§ **DIRECTIONS**
Write the material out again in full, exactly.

§ **PROVIDED RECORDS**
.....
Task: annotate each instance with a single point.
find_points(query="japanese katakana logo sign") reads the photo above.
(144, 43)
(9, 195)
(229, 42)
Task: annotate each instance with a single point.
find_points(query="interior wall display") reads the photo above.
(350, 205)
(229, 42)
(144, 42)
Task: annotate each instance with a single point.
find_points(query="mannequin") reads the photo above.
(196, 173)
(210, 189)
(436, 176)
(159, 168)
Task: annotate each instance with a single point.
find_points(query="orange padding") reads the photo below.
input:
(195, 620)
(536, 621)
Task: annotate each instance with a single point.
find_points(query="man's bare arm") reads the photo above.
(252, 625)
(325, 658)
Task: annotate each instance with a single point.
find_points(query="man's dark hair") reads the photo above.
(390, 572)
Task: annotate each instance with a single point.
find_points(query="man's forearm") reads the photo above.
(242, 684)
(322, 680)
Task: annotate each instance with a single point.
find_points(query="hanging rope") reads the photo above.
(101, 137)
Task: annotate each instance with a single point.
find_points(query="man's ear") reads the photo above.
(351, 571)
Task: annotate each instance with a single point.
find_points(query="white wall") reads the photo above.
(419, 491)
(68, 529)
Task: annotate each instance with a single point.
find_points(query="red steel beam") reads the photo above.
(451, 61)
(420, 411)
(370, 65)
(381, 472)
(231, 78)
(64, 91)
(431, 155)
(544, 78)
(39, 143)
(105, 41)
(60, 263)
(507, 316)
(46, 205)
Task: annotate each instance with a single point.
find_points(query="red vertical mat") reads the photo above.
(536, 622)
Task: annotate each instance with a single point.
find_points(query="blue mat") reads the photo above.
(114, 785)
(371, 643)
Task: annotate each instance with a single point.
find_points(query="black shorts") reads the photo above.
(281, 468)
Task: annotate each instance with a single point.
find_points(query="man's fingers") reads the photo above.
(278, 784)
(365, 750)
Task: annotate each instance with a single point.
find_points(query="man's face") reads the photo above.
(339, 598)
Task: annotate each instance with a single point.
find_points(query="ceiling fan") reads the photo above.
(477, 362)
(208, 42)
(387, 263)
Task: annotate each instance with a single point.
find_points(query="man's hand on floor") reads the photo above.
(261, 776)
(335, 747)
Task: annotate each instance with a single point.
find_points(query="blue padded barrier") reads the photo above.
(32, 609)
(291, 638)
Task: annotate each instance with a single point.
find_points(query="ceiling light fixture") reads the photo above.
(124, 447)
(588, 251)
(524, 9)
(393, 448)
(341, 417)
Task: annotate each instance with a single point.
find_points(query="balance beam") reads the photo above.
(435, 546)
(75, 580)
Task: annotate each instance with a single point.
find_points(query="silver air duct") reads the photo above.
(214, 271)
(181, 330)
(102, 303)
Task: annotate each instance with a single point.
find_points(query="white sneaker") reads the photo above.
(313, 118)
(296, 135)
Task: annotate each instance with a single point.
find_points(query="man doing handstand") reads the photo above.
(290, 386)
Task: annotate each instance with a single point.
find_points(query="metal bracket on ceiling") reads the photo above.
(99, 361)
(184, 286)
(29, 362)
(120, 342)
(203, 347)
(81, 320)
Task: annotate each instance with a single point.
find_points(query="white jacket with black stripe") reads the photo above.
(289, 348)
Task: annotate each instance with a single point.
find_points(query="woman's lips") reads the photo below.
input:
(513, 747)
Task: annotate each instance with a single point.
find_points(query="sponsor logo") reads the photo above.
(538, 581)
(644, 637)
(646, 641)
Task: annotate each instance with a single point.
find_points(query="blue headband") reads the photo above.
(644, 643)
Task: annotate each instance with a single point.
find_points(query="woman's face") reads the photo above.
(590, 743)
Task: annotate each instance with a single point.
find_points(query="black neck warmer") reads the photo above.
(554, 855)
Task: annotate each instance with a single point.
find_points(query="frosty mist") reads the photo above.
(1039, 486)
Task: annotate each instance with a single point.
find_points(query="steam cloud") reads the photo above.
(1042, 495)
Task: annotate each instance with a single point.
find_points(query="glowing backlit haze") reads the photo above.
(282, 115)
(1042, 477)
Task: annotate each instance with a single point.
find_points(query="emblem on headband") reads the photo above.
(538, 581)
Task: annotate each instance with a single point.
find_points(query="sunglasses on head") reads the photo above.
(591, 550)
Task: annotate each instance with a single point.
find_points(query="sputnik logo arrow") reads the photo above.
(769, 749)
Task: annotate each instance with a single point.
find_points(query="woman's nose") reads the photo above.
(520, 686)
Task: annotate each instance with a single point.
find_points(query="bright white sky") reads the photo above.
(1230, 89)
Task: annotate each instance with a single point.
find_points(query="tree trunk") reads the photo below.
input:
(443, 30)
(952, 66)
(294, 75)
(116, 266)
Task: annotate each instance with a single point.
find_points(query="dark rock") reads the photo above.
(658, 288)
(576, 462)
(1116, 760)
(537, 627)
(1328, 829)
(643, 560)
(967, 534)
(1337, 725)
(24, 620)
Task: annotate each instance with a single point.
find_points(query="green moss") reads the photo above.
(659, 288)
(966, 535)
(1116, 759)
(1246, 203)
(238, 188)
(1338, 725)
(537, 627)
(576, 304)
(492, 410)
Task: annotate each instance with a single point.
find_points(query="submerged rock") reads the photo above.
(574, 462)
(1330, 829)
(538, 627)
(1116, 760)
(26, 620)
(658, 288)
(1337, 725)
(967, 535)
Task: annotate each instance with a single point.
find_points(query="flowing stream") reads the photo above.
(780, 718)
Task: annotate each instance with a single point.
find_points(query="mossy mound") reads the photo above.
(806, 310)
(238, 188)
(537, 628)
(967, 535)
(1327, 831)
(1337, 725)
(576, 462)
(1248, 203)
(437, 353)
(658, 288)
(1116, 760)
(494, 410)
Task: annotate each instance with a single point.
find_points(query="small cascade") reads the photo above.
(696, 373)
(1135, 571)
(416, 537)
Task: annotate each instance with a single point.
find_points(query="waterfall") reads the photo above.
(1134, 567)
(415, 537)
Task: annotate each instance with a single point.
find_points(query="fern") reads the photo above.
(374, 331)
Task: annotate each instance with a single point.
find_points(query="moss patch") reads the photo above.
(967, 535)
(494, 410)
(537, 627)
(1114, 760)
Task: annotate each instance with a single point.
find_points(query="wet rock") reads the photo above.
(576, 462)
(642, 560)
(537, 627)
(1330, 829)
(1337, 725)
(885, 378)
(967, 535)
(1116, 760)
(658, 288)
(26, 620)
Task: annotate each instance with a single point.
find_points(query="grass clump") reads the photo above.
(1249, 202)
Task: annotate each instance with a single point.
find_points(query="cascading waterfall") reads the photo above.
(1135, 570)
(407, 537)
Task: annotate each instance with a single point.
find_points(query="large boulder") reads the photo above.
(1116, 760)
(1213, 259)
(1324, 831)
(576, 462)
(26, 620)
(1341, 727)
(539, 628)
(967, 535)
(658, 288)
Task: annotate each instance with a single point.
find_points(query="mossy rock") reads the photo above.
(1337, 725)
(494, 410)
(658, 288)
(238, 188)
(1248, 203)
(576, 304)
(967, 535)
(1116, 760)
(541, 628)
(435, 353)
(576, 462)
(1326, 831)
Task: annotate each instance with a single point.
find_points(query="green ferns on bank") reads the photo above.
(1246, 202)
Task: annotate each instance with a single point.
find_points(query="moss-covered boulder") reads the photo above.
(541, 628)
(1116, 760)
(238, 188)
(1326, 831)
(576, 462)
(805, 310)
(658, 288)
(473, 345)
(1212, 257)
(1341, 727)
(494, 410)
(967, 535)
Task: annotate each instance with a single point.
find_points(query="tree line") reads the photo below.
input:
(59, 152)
.....
§ **EXERCISE SOLUTION**
Task: annotate each instance with a single point.
find_points(query="japanese katakana logo sign") reads the photo above.
(144, 43)
(9, 195)
(229, 42)
Task: annotate each instance with a single point.
find_points(query="interior wall display") reads the photo above.
(350, 205)
(229, 42)
(144, 42)
Task: annotate each instance with a single point.
find_points(query="mannequin") reads the photo above.
(196, 173)
(210, 189)
(436, 176)
(159, 168)
Task: annotate each instance with a single point.
find_points(query="orange padding") reads the photo below.
input:
(195, 620)
(536, 621)
Task: annotate each instance with a single point.
find_points(query="man's bare arm") reads the photo above.
(252, 625)
(325, 658)
Task: annotate each instance with a single point.
find_points(query="man's dark hair") reads the photo above.
(390, 572)
Task: annotate each instance with a single point.
find_points(query="man's forearm") reads the photo above.
(242, 684)
(322, 680)
Task: annotate each instance with a single point.
find_points(query="hanging rope") reads the photo above.
(101, 137)
Task: annotate each instance with a single point.
find_points(query="man's ear") reads the photo above.
(351, 571)
Task: annotate each instance with a single point.
find_points(query="white wall") reads the photo above.
(419, 491)
(68, 529)
Task: annotate each instance with a single point.
find_points(query="red steel beam") reads the photo above.
(451, 61)
(420, 411)
(370, 65)
(381, 472)
(231, 78)
(64, 91)
(431, 155)
(544, 78)
(39, 143)
(105, 41)
(60, 263)
(507, 316)
(46, 205)
Task: annotate each instance with a single point.
find_points(query="red vertical mat") reads the photo above.
(536, 622)
Task: annotate each instance with a single point.
find_points(query="blue mat") reads the photo above.
(114, 785)
(371, 643)
Task: annotate each instance with a single point.
find_points(query="black shorts") reads the photo above.
(281, 468)
Task: annotate each instance with a single point.
find_points(query="man's fingers") reads the photo above.
(278, 784)
(365, 750)
Task: annotate each instance with a single point.
find_points(query="man's face") reads the photo above.
(339, 598)
Task: annotate each instance with a single point.
find_points(query="ceiling fan") reads the photo above.
(477, 362)
(208, 42)
(387, 263)
Task: annotate each instance with a single point.
find_points(query="man's hand on floor") reads the photo above.
(261, 776)
(335, 747)
Task: annotate each instance with a single point.
find_points(query="blue padded barrier") reads the photo above.
(32, 609)
(291, 638)
Task: annotate each instance with a single point.
find_points(query="ceiling light fixture") reads the photo above.
(124, 447)
(588, 251)
(524, 9)
(393, 448)
(341, 417)
Task: annotate each instance with a single point.
find_points(query="balance beam") reads the photo above.
(435, 546)
(75, 580)
Task: annotate each instance with a single point.
find_points(query="silver air duct") reads the photo above.
(214, 271)
(181, 330)
(102, 303)
Task: annotate each instance with a single point.
find_points(query="white sneaker") reads the photo above.
(313, 118)
(296, 135)
Task: annotate each instance with a single point.
find_points(query="man doing handstand") reads the photo above.
(290, 386)
Task: annotate each instance with a single point.
find_points(query="metal bracket on ceiling") reads the photo above.
(99, 361)
(184, 286)
(29, 362)
(120, 342)
(203, 347)
(81, 320)
Task: annotate each instance with a single point.
find_points(query="white jacket with black stripe") reads the photo above.
(289, 348)
Task: annotate each instance with a single point.
find_points(query="woman's lips") reads the photo below.
input:
(513, 747)
Task: annotate each instance with a single point.
find_points(query="sponsor logo") reads the photo above.
(538, 581)
(644, 637)
(646, 641)
Task: annotate each instance with a single point.
find_points(query="blue headband") reads the photo above.
(644, 643)
Task: annotate each instance with a single point.
find_points(query="woman's face") reads the photo above.
(590, 743)
Task: annotate each instance with a single point.
find_points(query="black neck warmer") reads the photo above.
(554, 855)
Task: annotate each instance with a single point.
find_points(query="frosty mist") reads the photo above.
(1039, 486)
Task: annotate each instance with a single point.
find_points(query="steam cloud") reads the photo above.
(1042, 495)
Task: annotate each instance with a single point.
find_points(query="glowing backlit haze") reads the photo above.
(282, 115)
(1042, 477)
Task: annotate each instance with a single point.
find_points(query="emblem on headband") reads the photo above.
(538, 581)
Task: annotate each instance with a single point.
find_points(query="sunglasses on head") reads the photo above.
(591, 550)
Task: annotate each instance with a single point.
find_points(query="sputnik logo arrow") reads the photo above.
(769, 749)
Task: annotate each instance with a single point.
find_points(query="woman's nose") reads the photo above.
(520, 686)
Task: annotate each instance with a single point.
find_points(query="bright white sky") reads the photo above.
(1230, 89)
Task: annotate each instance with a single point.
find_points(query="tree trunk") reads the photo below.
input:
(443, 30)
(952, 66)
(294, 75)
(116, 266)
Task: annotate each instance with a single point.
find_points(query="dark rock") reads the photo above.
(658, 288)
(576, 462)
(1116, 760)
(537, 627)
(1328, 829)
(643, 560)
(967, 534)
(1337, 725)
(24, 620)
Task: annotate each instance with a single point.
find_points(query="green moss") reads the photo above.
(659, 288)
(966, 535)
(1116, 759)
(1246, 203)
(238, 188)
(1338, 725)
(537, 627)
(576, 304)
(492, 410)
Task: annotate each instance with a single point.
find_points(query="submerged rock") reads the photo above.
(574, 462)
(1330, 829)
(538, 627)
(1116, 760)
(26, 620)
(658, 288)
(1337, 725)
(967, 535)
Task: annotate each instance with a single point.
find_points(query="flowing stream") reads the photo above.
(780, 718)
Task: annotate each instance with a single point.
find_points(query="mossy mound") reads the photo above.
(806, 310)
(238, 188)
(537, 628)
(967, 535)
(1327, 831)
(1337, 725)
(576, 462)
(1248, 203)
(437, 353)
(658, 288)
(1116, 760)
(494, 410)
Task: annotate each instance with a single point.
find_points(query="small cascade") reads the photo above.
(696, 373)
(1135, 571)
(416, 537)
Task: annotate each instance with a single point.
find_points(query="waterfall") reads the photo above.
(1134, 567)
(415, 537)
Task: annotate each instance with a single point.
find_points(query="fern") reads the photo above.
(374, 331)
Task: annotate each instance with a single point.
find_points(query="moss patch") reads the photo above.
(967, 535)
(494, 410)
(537, 627)
(1114, 760)
Task: annotate each instance with a single point.
find_points(query="wet rock") reads the photo above.
(576, 462)
(642, 560)
(537, 627)
(1330, 829)
(1337, 725)
(885, 378)
(967, 535)
(1116, 760)
(658, 288)
(26, 620)
Task: annotate each instance with a single point.
find_points(query="grass clump") reads the photo above.
(1249, 202)
Task: annotate each instance with a single point.
find_points(query="cascading waterfall") reads the photo above.
(1135, 570)
(407, 537)
Task: annotate each instance with a single point.
find_points(query="large boulder") reads the photo above.
(1116, 760)
(1213, 259)
(1324, 831)
(576, 462)
(26, 620)
(1341, 727)
(539, 628)
(967, 535)
(658, 288)
Task: annotate each instance with a single point.
find_points(query="mossy rock") reads the photo above.
(1337, 725)
(494, 410)
(658, 288)
(238, 188)
(1248, 203)
(576, 304)
(967, 535)
(1116, 760)
(541, 628)
(435, 353)
(576, 462)
(1326, 831)
Task: annotate each instance with a single point.
find_points(query="green ferns on bank") reads the photo above.
(1246, 202)
Task: annotate each instance with a single point.
find_points(query="moss-covered boulder") reads the photo above.
(541, 628)
(1116, 760)
(238, 188)
(1326, 831)
(576, 462)
(805, 310)
(658, 288)
(473, 345)
(1212, 257)
(1341, 727)
(494, 410)
(967, 535)
Task: annotate each instance with a single point.
find_points(query="tree line") reads the photo below.
input:
(59, 152)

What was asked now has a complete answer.